===== Supplied passage =====

Prometheus Long-term Storage [draft]

----------------------------------------------------------------------------------------------

[12-03-2026]

This is an ongoing draft post.

It's a long read too, and I decided to keep it long-form vs a mini-series.

The Grafana dashboard to be ported below has 9 panels, and I've ported 1/9 panels.

The size of the post, means will release as I go.

----------------------------------------------------------------------------------------------

Can you use InfluxDB for Prometheus long-term storage?

Lets assume you're using Prometheus to monitor those Docker containers on your homelab, a pretty common use case these days.

Prometheus by default gives you a data retention config of 15days. This can be extended, but it is recommended to use another solution for long-term storage.

For example, lets say we want to implement for our homelab an compliant backup retention policy of 30 days. The use of Prometheus is both not recommended and would require a larger storage hardware.

This example situation can be further worsened depending on the total and throughput of data going to be observed. As a general rule of thumb, the industry expects an observability system to be 50x the size of your systems data profile.

Case study - Signal messages:

  • Take a standard Signal 240 character message, some emojis since they cost more bytes, add the excess encryption overhead, and we arrive at an estimated 1.5KB per message
  • Assuming 70million active users per month, and assuming each send 20 messages per day, would leave us with 1.4 billion messages / day
  • The data volume per the 2h window would be 166.7 GB

And that is without considering that Prometheus splits up the chunks into 512MB chunks, or in our case study, ~300 chunks.

The throughput storage impact is also a scaling issue since the more "real-time" a system is, the more storage chunks / blocks created and stored by Prometheus.

Case study - Grafana Docker stack:

  • Take a standard Grafana stack of Docker containers, eg. 6 containers
  • Assume 15sec scraping rule for Prometheus, thats 4 data points / minute
  • Assume each container collects ~40 metrics, 6 containers leave us with 240 metrics
  • Assume each data point is sized as above, at 1.5KB, gives us 1.4 MB / minute
  • Or 84 MB / hour, 168 MB / 2h, ~2 GB / day, ~60 GB / month

Or 120 Prometheus storage chunks. It quickly mounts up or we have a maths error somewhere!

===== Excerpted records =====

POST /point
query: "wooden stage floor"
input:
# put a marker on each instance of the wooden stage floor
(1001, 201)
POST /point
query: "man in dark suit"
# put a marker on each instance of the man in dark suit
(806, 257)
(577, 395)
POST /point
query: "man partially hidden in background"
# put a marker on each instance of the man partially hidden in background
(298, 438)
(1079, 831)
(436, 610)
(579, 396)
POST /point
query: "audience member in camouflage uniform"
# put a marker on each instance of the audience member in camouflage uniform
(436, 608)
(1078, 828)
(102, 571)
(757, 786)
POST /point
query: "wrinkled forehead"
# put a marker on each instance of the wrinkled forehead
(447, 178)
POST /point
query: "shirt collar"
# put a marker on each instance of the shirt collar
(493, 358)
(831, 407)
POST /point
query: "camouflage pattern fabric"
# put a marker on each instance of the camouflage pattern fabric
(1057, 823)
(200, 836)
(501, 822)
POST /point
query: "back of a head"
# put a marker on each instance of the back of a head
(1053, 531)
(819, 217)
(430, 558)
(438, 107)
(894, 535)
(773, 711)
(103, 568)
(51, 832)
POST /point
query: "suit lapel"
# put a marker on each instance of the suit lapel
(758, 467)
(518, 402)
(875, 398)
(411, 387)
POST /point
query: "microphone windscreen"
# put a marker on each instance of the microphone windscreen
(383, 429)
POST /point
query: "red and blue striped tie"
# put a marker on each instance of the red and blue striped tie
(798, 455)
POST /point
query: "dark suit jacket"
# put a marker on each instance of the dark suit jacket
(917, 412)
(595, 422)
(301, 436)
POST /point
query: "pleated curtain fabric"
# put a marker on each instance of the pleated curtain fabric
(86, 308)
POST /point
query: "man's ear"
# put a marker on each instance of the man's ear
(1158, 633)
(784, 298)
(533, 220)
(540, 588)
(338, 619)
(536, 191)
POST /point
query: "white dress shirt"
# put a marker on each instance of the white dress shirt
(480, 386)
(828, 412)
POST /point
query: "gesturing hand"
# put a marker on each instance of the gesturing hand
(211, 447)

=====

**Tasks**
#1 According to the Prometheus long-term storage post, what is Prometheus's default data retention period?
#2 Retype the Prometheus storage post from "For example, lets" to "larger storage hardware.".

**Task responses**
#1 15 days.

#2
For example, lets say we want to implement for our homelab an compliant backup retention policy of 30 days. The use of Prometheus is both not recommended and would require a larger storage hardware.